_Excerpted passage_:
Dylan Cease lost his no-hitter the way a no-hitter should be lost

White Sox pitcher Dylan Cease
(Kamil Krzaczynski/USA TODAY Sports)

Ted Williams could have sat the final day of the 1941 season and secured his status as the last player to hit .400. His average stood at .400 that before a meaningless doubleheader against the Philadelphia Athletics, but even a respectable showing like a 3-for-8 day would have knocked him down to .399.

Even with that razor-thin margin for error, Williams took the field. On one hand, he was compelled by the fact that he only sat at .400 by rounding up. Detractors — and Williams had plenty of them — could say he didn’t actually hit .400, but .3996. Williams didn’t want to give them the ammo.

His average climbed over .400 without the help of rounding after a single in his first at-bat of the first game, so he could’ve stopped there … or maybe after a second plate appearance, since a 1-for-2 performance would’ve allowed him to finish at an even two-fifths.

Instead, Williams played the entirety of both games. He just about eliminated the risk of dropping below .400 by going 4-for-5 in Game 1, but he improved his average even more with a 2-for-3 performance in the final game of the season. He finished the year hitting .406, and for that he was rewarded with … a runner-up finish in the MVP race to Joe DiMaggio.

Dylan Cease losing his no-hit bid to Luis Arraez when an inferior hitter stood in the on-deck circle made me wonder what we would’ve thought had Williams finished the season hitting .396 instead of .406. It probably would’ve been cited as an example as the other ways he’d come up short, like going 5-for-25 in his only World Series, a seven-game loss to the Cardinals in 1946. Instead, putting it all on the line and winning added to his lore as the Greatest Hitter Who Ever Lived.

Cease gambled and lost, albeit with lower stakes. Nobody would’ve blamed him if he pitched around Arraez, the AL batting leader facing him for a fourth time Saturday night, in favor of facing Kyle Garlick, a righty who usually only starts against lefties. Sure enough, the results validated that particular course. Arraez lined a single to right field, while Garlick struck out on four pitches.

But while no-hitters are a binary judgment — DID HE ALLOW ZERO HITS, Y/N — they’re not all created equal. The impressiveness of a no-hitter almost has a perfect correlation with whether it followed the straightest possible line. Clayton Kershaw struck out 15 batters in his no-hitter back in 2015, and only a fielding error kept it from being a perfect game. That’s levels more thrilling than Edwin Jackson’s eight-walk no-hitter in 2010, which stands out for how it actually kinda sucked. Along the same lines, combined no-hitters resonate with me only as trivia, rather than an actual feat.

Had Cease pitched around Arraez and struck out Garlick, it would’ve been the 21st no-hitter in White Sox history, but it would’ve lost a little bit of its standing. Statistically, his game score would’ve lost a couple points for a third walk. Anecdotally, he might get dogged a bit for not competing against the hitter in front of him while the Sox led by 13. You can argue that neither point really matters, because the prestige of having thrown a no-hitter usually outlasts such granular details, and that much is true.

Source records

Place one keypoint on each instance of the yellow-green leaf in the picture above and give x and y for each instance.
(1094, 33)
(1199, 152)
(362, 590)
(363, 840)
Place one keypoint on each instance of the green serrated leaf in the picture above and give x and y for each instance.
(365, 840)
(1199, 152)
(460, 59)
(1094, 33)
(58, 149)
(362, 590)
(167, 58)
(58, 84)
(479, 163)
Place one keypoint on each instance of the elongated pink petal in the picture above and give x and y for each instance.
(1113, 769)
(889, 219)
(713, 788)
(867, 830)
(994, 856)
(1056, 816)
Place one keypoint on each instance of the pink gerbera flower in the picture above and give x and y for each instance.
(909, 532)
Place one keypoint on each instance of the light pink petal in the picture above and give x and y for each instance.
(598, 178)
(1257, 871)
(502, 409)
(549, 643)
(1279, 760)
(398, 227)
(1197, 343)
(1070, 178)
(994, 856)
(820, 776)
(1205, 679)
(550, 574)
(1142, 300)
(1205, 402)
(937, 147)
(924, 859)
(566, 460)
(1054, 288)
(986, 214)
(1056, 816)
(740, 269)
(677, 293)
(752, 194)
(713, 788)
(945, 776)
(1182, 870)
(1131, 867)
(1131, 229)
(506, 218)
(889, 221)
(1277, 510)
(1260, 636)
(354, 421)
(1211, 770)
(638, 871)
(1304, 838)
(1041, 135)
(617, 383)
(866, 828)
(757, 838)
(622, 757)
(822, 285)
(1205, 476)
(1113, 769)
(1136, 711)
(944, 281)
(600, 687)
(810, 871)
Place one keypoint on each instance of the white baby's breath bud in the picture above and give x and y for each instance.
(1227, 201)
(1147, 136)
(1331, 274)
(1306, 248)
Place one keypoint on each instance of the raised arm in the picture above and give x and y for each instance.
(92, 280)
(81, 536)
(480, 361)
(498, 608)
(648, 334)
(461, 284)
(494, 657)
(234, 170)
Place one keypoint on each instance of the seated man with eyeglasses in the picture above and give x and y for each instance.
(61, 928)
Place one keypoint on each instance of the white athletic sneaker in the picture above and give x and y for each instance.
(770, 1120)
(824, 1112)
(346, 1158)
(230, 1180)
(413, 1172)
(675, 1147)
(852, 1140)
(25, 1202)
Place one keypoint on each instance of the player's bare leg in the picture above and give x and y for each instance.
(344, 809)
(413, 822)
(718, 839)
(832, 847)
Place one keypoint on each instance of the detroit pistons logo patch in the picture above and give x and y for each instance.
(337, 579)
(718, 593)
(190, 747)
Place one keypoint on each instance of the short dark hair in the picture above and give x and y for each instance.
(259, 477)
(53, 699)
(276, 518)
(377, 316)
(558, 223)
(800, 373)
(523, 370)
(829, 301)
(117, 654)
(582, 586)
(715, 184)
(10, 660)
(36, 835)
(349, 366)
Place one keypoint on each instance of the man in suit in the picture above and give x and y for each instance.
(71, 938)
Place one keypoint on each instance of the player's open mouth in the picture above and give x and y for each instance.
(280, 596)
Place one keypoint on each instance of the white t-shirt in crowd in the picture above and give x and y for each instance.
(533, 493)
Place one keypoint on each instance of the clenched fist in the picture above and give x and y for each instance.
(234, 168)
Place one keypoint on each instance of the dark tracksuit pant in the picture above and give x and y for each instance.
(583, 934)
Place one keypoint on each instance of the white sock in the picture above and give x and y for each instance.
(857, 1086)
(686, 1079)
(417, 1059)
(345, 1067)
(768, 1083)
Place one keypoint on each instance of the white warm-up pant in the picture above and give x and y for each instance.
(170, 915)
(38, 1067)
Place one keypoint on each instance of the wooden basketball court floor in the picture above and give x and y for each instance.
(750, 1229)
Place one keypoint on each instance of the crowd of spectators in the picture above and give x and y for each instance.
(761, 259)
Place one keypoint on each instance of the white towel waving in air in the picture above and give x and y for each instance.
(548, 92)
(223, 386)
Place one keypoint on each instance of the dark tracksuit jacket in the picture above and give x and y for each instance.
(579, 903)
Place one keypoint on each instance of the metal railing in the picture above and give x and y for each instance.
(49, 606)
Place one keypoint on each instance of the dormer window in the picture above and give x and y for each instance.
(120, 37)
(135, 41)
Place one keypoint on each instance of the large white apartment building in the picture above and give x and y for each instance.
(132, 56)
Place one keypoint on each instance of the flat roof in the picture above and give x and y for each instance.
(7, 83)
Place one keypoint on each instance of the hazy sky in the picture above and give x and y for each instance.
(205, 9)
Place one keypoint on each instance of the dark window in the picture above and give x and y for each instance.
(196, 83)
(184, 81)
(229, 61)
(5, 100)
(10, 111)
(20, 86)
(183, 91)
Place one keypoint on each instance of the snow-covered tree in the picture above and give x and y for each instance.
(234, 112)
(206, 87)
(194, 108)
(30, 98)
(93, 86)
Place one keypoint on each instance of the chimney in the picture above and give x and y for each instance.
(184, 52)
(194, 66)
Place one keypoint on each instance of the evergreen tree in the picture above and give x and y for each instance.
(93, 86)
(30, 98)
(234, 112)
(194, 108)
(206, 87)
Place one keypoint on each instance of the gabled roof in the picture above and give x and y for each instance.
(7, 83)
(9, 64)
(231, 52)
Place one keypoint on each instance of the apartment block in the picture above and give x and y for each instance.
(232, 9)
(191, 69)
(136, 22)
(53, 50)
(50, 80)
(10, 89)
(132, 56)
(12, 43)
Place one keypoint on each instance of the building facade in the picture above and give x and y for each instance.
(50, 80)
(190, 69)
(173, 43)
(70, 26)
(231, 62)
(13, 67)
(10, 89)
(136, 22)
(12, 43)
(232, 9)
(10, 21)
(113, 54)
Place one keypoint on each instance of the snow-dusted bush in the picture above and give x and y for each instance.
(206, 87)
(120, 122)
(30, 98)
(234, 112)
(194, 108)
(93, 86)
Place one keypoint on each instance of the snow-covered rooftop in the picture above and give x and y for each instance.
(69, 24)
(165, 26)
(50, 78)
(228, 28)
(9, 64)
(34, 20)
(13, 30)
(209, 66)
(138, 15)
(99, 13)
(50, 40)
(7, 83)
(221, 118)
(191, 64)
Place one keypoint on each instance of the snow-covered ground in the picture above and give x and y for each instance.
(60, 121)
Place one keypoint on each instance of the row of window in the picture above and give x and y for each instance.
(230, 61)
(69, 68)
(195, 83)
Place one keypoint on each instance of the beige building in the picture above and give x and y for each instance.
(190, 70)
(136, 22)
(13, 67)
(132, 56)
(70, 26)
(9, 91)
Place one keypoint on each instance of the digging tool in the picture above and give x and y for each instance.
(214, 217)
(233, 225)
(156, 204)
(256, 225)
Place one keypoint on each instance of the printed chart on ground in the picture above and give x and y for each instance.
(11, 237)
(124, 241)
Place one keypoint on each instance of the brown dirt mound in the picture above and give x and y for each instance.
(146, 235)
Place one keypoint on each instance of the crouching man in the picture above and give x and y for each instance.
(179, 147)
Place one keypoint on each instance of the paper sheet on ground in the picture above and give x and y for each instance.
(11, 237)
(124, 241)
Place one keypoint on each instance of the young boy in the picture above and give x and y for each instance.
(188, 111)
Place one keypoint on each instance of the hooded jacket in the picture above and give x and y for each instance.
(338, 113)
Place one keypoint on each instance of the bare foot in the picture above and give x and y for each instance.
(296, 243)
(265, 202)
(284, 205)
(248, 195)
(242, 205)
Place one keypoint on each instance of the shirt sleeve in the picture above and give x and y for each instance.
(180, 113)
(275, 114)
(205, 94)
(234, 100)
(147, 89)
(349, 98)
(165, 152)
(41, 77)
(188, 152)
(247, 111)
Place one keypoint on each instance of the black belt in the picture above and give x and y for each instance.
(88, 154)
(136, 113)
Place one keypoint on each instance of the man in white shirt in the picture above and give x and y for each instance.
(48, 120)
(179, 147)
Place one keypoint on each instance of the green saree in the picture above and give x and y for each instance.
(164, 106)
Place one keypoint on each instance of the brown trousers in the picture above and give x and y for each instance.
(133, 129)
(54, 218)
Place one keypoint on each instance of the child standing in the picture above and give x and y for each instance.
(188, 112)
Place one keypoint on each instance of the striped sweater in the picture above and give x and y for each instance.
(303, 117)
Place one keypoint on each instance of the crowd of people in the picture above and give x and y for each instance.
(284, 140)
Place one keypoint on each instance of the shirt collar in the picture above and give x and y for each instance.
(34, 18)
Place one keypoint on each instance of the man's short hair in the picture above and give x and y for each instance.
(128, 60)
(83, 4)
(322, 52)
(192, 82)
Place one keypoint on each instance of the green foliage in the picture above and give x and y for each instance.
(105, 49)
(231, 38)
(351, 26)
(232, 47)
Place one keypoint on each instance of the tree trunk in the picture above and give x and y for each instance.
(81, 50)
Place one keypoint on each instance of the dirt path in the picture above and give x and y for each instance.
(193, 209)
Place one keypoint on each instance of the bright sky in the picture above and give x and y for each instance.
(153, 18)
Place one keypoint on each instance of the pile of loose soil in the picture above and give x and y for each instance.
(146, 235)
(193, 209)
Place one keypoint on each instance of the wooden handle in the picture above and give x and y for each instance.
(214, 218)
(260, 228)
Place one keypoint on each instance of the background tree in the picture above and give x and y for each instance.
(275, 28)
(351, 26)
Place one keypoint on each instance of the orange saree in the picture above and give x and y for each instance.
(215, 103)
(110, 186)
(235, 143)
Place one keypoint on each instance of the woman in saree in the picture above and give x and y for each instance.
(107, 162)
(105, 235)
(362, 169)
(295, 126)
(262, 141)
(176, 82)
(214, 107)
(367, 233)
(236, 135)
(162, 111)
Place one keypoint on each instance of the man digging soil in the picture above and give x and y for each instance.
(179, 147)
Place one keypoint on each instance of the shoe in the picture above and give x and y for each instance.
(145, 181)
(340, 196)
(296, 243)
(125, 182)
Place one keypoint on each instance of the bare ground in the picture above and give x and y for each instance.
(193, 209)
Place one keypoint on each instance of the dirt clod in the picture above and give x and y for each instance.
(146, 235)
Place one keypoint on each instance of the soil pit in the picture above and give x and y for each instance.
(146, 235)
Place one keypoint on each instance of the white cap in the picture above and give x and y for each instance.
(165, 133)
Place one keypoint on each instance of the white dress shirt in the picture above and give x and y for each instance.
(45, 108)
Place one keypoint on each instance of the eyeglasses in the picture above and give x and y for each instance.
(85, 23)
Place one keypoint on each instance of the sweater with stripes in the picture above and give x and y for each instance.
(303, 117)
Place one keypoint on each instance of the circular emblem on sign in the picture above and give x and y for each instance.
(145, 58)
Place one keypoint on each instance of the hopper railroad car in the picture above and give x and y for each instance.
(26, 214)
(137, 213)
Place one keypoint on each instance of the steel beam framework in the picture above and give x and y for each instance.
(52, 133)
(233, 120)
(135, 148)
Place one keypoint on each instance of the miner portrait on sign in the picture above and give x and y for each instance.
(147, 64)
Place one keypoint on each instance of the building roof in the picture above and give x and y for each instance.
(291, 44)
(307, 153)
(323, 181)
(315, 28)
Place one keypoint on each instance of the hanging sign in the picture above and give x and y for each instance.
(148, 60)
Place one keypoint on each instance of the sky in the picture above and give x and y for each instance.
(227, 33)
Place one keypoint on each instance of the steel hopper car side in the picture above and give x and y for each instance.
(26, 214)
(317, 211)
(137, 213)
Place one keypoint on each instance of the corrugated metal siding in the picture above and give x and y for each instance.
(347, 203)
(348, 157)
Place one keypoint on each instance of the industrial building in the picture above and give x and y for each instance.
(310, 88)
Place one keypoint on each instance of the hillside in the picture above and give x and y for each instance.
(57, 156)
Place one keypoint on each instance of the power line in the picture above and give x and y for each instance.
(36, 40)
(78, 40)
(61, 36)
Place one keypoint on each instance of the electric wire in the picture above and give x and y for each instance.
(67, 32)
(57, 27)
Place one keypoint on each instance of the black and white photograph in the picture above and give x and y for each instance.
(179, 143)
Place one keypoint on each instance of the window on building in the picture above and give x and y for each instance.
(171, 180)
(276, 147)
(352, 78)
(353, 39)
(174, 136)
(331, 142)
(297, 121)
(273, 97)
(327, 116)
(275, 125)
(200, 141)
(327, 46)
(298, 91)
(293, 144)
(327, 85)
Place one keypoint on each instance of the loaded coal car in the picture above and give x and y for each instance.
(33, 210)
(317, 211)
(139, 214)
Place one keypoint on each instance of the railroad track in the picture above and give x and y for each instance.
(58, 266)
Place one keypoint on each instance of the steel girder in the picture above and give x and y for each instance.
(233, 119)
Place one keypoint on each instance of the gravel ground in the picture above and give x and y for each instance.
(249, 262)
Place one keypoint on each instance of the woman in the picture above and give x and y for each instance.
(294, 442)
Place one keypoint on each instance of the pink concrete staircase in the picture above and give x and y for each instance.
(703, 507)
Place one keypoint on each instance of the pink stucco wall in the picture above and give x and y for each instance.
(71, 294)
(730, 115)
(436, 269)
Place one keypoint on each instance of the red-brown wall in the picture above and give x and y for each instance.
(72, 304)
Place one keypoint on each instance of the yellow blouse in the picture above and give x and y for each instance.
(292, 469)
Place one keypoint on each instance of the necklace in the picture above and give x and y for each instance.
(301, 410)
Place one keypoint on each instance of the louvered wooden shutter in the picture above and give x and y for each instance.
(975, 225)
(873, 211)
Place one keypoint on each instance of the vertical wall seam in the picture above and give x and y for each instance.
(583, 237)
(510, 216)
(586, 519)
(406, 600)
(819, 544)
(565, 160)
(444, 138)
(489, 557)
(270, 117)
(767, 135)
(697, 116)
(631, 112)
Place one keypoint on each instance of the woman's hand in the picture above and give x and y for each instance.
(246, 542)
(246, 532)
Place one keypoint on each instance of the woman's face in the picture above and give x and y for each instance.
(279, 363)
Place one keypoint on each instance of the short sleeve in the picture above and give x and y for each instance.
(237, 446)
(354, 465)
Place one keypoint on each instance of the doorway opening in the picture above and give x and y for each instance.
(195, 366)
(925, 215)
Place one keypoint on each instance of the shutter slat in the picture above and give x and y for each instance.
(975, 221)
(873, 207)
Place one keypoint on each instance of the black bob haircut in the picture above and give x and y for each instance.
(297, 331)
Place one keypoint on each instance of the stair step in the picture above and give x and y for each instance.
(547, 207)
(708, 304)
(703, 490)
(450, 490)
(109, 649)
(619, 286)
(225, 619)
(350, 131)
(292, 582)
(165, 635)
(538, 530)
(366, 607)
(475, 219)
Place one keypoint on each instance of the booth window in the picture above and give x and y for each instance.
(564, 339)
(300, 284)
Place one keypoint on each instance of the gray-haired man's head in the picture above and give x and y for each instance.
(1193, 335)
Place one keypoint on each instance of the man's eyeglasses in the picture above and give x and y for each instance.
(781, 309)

_Tasks and exercises_:
(a) In the article on Dylan Cease's lost no-hitter, what batting average did Ted Williams finish the 1941 season with?
(b) Carry on the article about Dylan Cease's lost no-hitter, starting after its final sentence.
The items above come from a separate source, unrelated to the article.

_Task answers_:
(a) .406

(b)
Here’s a counterpoint: Imagine how lame it would’ve been if Cease pitched around Arraez, then gave up a single to Garlick.

Sure, that’s an unlikely scenario given the advantages Cease held over Garlick that he didn’t have on Arraez, but it’s still possible, whether due to the fluctuation in adrenaline, the shift to stretch mechanics, or merely the butterfly effect. Pitching around Arraez presented its own gamble, because while there’s nobility in losing a no-hitter to Arraez, there would be none in pitching around him and still having nothing to show for it.

One of the reasons I prefer regular-season baseball to the postseason version is that the individual games don’t matter as much, so players are given more of a chance to compete. I can appreciate the weight of managerial decisions in October, but I don’t like that they often overshadow the act of a hitter beating a pitcher or vice versa.

Sometimes competing results in failure, but one of my favorite baseball plays registered as such. Back in May 2011, the White Sox were able to hold on to a 4-3 victory over the Oakland A’s in the Coliseum because Coco Crisp tried to steal home on Matt Thornton with two outs in the eighth inning, but Thornton got the ball to the plate in time, and A.J. Pierzynski applied the tag.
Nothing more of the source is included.